'''

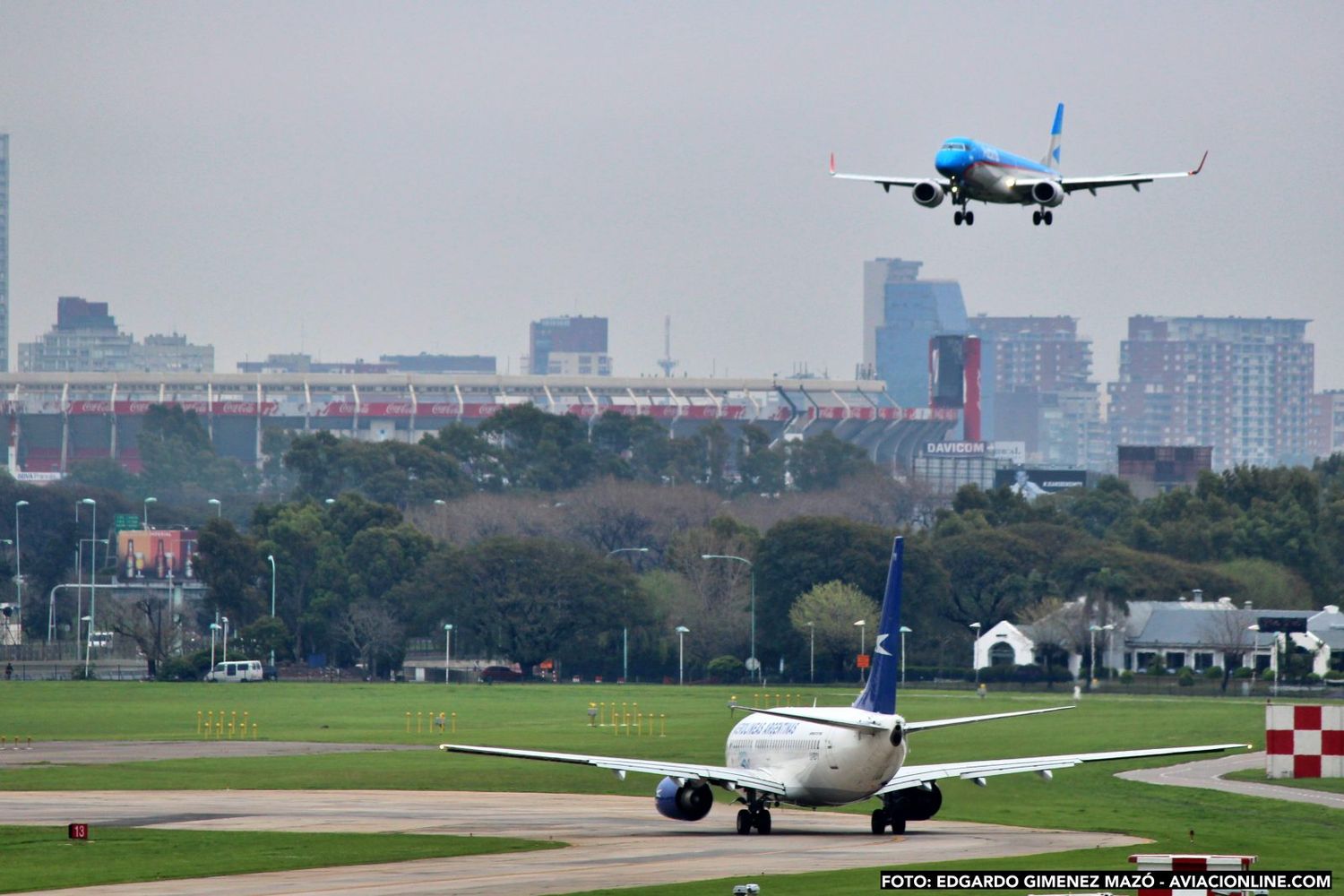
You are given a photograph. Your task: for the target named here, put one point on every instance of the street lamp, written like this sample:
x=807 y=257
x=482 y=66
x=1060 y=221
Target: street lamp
x=903 y=633
x=863 y=627
x=214 y=627
x=18 y=560
x=812 y=651
x=625 y=630
x=753 y=664
x=973 y=653
x=1273 y=659
x=93 y=575
x=448 y=651
x=680 y=654
x=88 y=622
x=271 y=557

'''

- Requirement: Transcribe the listing above line by line, reproducing every character without alteration. Leave the picture out of your transcription.

- Solution:
You are given a photograph. Your task: for the target named here, put one point on every instance of the street lamp, written like this sample:
x=807 y=257
x=482 y=66
x=1060 y=221
Target: street lamp
x=903 y=633
x=863 y=627
x=214 y=627
x=18 y=560
x=812 y=651
x=625 y=630
x=753 y=664
x=973 y=653
x=1273 y=659
x=93 y=575
x=448 y=651
x=680 y=654
x=88 y=622
x=271 y=557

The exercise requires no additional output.